— START OF Source passage —
Foreign students who would like to study in the US may consider applying for an F-1 nonimmigrant visa.
To be eligible for an F-1 visa, the student must first be accepted for enrollment in an established school that is certified by the International Student and Exchange Visitor Program (SEVP). Additionally, the student must show that he: (1) Has a residence abroad, with no immediate intention of abandoning that residence; (2) Intends to depart from the United States on completion of his course of study; and (3) Possesses sufficient funds to pursue his proposed course of study.
A student may apply for his visa as soon as he is ready – however, US Consulates will only issue a student visa 120 days, or less, in advance of the student’s registration date. (This date is noted on the student’s I-20 Form.) If the student applies before this day, the Consulate will hold the application until it can issue the visa.
After the visa is issued, the student must enter the US 30 days, or less, in advance of his registration date. If entering before this time, the student will need to arrange to enter the US on a different nonimmigrant status, and change to F-1 nonimmigrant status when he is eligible.
While the student is in the US, he should be careful to not violate his nonimmigrant status. Examples of status violations include, but are not limited to, the following:
- Failure to enroll by the date specified by his school on his I-20 Form
- Unauthorized employment during his stay
- Failure to leave the US following completion of his course or program-related employment.
— END OF Source passage —
— START OF Provided records —
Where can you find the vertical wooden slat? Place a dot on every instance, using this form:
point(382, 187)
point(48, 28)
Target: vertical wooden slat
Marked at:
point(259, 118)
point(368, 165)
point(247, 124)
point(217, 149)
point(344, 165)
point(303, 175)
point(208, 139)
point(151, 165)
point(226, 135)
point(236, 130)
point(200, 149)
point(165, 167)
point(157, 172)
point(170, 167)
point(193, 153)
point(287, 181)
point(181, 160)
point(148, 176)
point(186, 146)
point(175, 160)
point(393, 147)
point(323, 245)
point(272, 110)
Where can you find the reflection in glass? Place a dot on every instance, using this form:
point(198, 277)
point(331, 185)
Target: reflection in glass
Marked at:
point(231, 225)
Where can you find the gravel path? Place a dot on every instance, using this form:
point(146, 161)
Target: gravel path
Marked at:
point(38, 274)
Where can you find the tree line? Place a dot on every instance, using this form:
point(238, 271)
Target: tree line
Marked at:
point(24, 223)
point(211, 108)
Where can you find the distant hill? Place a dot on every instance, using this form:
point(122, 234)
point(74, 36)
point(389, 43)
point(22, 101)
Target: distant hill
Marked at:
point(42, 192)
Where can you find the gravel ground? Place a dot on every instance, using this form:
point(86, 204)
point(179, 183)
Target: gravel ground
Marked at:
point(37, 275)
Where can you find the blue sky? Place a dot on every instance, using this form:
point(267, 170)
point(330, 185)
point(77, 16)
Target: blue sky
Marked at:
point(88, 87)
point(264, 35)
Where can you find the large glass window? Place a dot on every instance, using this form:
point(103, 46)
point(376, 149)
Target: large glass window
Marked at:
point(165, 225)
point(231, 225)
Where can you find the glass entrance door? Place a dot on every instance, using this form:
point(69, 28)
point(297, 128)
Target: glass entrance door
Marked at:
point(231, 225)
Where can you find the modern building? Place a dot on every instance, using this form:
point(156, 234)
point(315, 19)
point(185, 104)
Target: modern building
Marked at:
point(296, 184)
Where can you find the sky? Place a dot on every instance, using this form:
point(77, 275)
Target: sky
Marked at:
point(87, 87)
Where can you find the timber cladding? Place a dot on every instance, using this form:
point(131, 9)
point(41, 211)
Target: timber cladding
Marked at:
— END OF Provided records —
Work required - Revise the F-1 visa text between "To be eligible" and "course of study.", inclusive, swapping "residence" for "home" throughout that part.

Result of the exercise -
To be eligible for an F-1 visa, the student must first be accepted for enrollment in an established school that is certified by the International Student and Exchange Visitor Program (SEVP). Additionally, the student must show that he: (1) Has a home abroad, with no immediate intention of abandoning that home; (2) Intends to depart from the United States on completion of his course of study; and (3) Possesses sufficient funds to pursue his proposed course of study.